== WHAT IS NEEDED ==
Repeat exactly the lines that run from the one containing "formatted like (66,7)" to the end of the data, and leave out all others.

(Point placement records)

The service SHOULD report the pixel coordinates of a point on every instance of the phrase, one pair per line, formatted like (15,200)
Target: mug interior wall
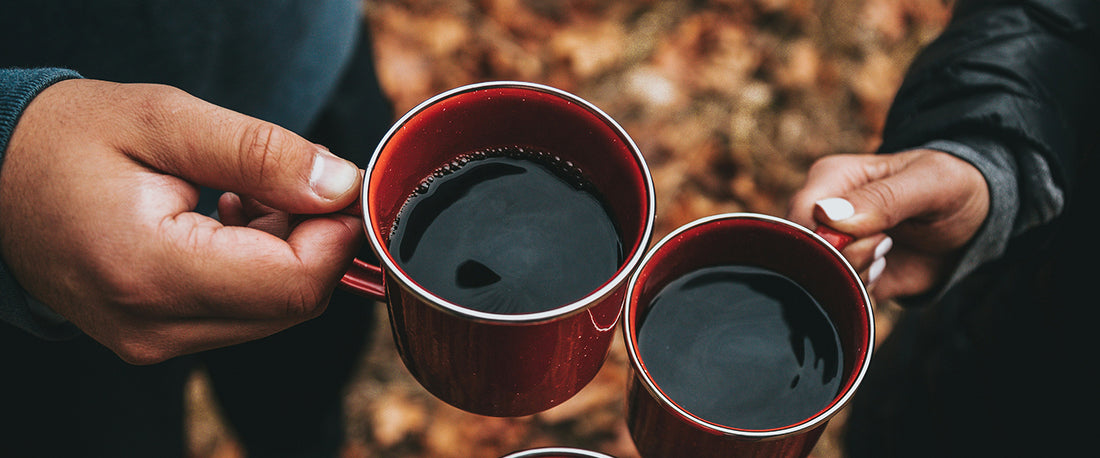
(510,117)
(772,246)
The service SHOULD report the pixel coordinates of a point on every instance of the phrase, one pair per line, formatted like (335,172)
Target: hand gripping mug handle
(837,239)
(365,280)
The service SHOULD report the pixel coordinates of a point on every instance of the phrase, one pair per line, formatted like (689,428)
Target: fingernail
(836,208)
(883,248)
(876,270)
(331,177)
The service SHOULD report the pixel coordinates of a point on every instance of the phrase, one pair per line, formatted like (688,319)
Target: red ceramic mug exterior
(492,363)
(658,425)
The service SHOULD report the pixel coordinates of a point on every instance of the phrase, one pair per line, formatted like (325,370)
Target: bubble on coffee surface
(515,260)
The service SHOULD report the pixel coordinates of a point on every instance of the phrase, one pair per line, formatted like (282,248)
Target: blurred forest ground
(729,101)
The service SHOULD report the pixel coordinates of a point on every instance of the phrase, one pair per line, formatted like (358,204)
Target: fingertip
(834,209)
(332,177)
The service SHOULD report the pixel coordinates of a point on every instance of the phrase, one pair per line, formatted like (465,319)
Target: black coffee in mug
(507,230)
(743,347)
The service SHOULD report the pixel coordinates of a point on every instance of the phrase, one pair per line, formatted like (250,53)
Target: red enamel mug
(490,363)
(662,424)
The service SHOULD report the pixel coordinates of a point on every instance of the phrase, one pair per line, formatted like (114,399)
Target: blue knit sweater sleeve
(18,87)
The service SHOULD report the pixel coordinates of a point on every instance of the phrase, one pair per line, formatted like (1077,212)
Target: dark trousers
(282,395)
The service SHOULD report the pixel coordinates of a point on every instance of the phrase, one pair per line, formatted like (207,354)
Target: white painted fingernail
(836,208)
(883,248)
(876,270)
(331,177)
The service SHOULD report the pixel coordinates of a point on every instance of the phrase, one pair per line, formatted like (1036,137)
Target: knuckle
(141,351)
(882,197)
(260,152)
(306,303)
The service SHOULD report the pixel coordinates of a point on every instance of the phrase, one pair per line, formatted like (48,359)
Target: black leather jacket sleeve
(1012,87)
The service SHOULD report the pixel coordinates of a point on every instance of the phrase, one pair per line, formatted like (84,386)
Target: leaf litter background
(729,100)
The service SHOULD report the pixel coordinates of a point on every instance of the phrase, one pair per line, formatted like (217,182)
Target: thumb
(894,191)
(221,149)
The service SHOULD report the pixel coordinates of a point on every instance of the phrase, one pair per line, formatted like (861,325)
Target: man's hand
(930,203)
(96,197)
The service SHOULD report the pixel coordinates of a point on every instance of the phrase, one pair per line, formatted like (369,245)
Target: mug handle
(837,239)
(365,280)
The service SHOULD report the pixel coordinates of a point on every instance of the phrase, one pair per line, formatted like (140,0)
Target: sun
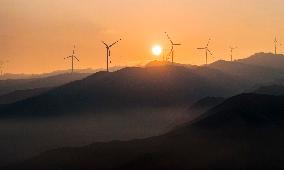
(157,50)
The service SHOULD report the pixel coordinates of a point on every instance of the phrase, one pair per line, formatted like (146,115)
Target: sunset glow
(157,50)
(44,32)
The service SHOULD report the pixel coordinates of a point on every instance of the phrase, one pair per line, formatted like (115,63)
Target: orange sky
(36,35)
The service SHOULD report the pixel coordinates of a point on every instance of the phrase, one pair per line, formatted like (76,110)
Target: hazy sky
(35,35)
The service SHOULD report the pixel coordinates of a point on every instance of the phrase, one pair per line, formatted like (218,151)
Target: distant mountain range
(8,86)
(152,86)
(243,132)
(9,76)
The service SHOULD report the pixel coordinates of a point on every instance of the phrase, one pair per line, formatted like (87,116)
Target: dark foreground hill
(244,132)
(128,88)
(19,95)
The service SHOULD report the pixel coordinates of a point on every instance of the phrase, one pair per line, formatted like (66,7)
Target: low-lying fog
(21,139)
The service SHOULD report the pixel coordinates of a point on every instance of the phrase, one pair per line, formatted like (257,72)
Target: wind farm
(121,85)
(206,49)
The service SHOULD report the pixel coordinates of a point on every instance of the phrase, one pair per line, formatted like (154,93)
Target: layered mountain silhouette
(243,132)
(129,87)
(11,85)
(272,90)
(153,86)
(19,95)
(265,60)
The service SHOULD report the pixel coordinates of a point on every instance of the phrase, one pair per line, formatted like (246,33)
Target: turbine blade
(104,43)
(209,51)
(208,42)
(169,38)
(115,43)
(76,58)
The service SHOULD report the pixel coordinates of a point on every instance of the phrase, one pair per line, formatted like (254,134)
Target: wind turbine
(72,59)
(206,50)
(275,45)
(172,47)
(232,49)
(108,47)
(2,63)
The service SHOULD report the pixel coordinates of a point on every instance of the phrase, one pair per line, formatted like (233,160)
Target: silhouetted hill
(244,132)
(245,110)
(19,95)
(8,86)
(204,105)
(272,90)
(129,87)
(265,60)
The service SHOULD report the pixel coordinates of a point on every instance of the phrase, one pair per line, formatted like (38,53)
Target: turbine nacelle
(108,47)
(172,46)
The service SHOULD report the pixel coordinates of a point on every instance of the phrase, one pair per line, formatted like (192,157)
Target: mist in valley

== RIGHT ANSWER ==
The service SHOULD report the pixel coordinates of a point on every instance of the phrase, one pair per line, formatted like (66,7)
Target: low-lying fog
(21,139)
The service SHOULD report the pixel coordinates of a point on every instance of the phrase, one pair per line, formatted like (257,72)
Target: wind farm
(121,85)
(206,49)
The service SHOULD report the pixel coordinates of a point on every instance of the phrase, one pair per line, formatted like (154,93)
Target: layered mountain silhouette
(243,132)
(129,87)
(11,85)
(272,90)
(153,86)
(19,95)
(265,60)
The service SHOULD report the pixel coordinates of a point on every instance of the phrase, one pair per line, formatted like (246,33)
Target: turbine blade
(104,43)
(209,51)
(208,42)
(169,38)
(115,43)
(76,58)
The service SHOULD report the pixel coordinates of a point on every instance of the phrase, one pair per line, formatted like (254,134)
Target: wind turbine
(72,59)
(206,50)
(275,45)
(172,47)
(232,49)
(108,47)
(2,63)
The service SHOULD report the pixel coordinates of a point on every instance of the phrase, one pair per line, formatted like (233,160)
Target: silhouetted hill
(244,132)
(245,110)
(19,95)
(8,86)
(204,105)
(272,90)
(129,87)
(265,60)
The service SHOULD report the pixel coordinates of a point on every instance of the phrase, one pair per line, formatted like (38,53)
Target: turbine nacelle
(108,47)
(172,46)
The service SHOULD report the pixel coordinates of a point on every instance of the phrase, one pair per line, formatted like (192,157)
Target: mist in valley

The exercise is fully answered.